== TASK REQUIREMENTS ==
For the listing below, show each line that includes the string "draw".
____ LISTED RECORDS
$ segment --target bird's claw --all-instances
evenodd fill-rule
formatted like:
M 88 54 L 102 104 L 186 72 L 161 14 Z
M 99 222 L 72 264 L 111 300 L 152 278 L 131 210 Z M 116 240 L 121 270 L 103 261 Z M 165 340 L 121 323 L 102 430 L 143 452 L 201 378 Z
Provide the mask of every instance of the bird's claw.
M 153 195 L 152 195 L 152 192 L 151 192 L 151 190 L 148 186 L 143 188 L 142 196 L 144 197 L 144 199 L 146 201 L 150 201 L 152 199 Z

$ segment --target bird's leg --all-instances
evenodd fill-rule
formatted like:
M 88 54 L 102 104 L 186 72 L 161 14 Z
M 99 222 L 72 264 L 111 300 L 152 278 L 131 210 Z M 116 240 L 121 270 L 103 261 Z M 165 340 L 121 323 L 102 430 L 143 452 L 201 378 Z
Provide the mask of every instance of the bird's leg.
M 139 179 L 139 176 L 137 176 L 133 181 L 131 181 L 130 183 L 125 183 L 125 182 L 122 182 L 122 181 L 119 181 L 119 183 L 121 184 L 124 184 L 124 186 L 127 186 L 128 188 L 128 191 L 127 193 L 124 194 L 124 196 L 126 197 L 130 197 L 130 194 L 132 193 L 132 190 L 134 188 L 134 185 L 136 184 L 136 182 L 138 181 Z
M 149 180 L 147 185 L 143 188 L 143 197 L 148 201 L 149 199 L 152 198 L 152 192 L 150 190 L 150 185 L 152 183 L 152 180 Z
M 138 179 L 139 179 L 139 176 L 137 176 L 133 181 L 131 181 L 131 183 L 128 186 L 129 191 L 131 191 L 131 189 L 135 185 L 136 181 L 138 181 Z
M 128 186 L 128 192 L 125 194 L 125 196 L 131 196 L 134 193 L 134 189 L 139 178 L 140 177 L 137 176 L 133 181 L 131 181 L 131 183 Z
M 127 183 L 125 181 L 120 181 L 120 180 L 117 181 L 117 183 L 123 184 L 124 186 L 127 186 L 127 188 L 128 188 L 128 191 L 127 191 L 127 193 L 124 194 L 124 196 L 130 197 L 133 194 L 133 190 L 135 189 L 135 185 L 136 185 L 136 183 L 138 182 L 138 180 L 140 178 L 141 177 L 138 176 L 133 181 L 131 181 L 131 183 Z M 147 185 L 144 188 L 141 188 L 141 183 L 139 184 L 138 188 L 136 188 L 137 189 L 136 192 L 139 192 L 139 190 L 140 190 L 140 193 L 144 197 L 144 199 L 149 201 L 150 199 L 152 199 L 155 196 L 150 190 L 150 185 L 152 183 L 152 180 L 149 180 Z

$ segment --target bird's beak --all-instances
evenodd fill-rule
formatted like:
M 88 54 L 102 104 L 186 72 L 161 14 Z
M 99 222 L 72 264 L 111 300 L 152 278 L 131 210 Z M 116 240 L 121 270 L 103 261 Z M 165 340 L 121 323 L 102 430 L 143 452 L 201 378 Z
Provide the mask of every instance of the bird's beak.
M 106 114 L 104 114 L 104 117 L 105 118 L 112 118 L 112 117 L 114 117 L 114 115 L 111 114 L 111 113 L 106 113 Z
________
____ LISTED RECORDS
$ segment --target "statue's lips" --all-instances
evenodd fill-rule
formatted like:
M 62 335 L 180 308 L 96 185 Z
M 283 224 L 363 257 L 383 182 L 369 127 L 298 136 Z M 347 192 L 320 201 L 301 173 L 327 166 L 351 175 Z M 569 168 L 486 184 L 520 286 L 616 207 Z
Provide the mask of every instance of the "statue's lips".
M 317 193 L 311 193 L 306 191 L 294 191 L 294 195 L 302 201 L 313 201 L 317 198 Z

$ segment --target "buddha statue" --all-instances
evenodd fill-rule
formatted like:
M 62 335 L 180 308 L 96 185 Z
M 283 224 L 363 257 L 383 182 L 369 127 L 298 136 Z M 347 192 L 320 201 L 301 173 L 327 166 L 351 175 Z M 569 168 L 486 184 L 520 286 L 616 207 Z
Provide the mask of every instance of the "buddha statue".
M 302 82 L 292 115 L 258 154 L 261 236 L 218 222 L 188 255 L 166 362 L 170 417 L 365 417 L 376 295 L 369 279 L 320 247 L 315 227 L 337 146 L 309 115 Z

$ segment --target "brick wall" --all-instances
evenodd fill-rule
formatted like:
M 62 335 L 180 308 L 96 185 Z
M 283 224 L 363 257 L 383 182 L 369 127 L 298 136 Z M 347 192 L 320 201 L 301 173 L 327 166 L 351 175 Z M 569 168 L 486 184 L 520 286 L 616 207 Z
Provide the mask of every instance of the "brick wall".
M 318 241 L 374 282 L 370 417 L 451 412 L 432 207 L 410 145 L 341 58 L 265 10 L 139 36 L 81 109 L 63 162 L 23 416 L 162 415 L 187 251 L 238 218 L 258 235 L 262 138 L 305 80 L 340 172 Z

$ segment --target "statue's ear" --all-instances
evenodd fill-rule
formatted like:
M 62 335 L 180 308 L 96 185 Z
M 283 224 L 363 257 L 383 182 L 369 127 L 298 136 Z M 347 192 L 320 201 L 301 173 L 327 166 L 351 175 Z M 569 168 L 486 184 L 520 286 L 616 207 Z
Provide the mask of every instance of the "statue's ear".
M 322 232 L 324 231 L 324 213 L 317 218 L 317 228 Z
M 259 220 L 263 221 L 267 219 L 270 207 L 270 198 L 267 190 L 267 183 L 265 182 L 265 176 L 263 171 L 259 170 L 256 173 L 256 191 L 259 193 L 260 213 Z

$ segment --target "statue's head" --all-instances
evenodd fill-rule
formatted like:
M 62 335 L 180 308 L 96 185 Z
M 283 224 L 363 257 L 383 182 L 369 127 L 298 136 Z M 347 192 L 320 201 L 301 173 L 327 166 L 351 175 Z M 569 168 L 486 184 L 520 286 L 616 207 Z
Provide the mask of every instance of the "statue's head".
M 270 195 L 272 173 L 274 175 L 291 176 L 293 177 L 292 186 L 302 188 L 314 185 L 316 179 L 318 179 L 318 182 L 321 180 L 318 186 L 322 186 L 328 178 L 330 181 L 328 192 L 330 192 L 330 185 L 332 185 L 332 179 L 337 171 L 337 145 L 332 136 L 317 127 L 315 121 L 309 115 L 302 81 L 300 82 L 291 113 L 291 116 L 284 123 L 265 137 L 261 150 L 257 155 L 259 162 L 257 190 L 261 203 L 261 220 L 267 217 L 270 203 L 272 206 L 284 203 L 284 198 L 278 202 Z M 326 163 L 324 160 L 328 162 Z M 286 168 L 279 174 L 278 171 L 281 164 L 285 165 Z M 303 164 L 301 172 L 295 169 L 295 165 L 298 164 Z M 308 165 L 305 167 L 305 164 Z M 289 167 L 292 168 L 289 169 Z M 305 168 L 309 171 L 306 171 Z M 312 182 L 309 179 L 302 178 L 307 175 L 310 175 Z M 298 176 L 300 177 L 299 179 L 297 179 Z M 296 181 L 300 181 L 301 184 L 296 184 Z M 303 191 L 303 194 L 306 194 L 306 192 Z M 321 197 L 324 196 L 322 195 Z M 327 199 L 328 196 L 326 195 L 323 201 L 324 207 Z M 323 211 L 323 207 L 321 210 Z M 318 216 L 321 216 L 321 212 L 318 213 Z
________
____ LISTED RECORDS
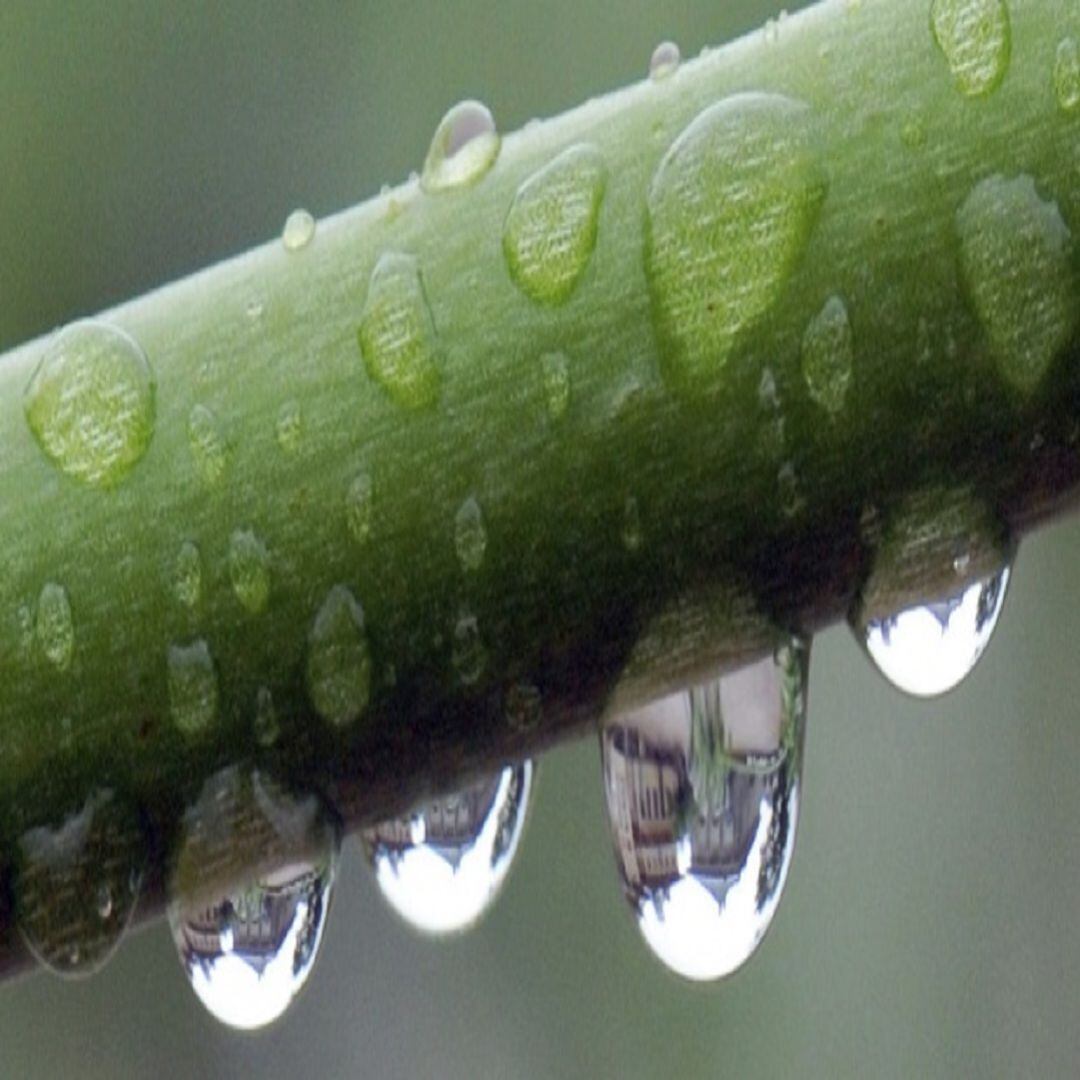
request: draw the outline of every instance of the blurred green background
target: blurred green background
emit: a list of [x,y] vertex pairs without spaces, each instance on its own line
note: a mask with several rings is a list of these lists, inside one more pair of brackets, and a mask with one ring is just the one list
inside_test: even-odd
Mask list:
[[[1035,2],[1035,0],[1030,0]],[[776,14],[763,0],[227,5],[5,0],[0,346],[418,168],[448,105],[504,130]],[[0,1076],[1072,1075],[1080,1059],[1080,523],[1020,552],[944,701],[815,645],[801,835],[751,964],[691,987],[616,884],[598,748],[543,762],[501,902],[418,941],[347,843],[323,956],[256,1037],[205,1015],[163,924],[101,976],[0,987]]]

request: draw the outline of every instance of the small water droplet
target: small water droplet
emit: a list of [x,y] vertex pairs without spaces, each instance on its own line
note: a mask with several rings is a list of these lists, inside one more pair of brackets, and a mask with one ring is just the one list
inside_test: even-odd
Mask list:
________
== EXPECTED ANSWER ==
request: draw the outline of every instance of the blurred green background
request: draw the outline of every instance of the small water droplet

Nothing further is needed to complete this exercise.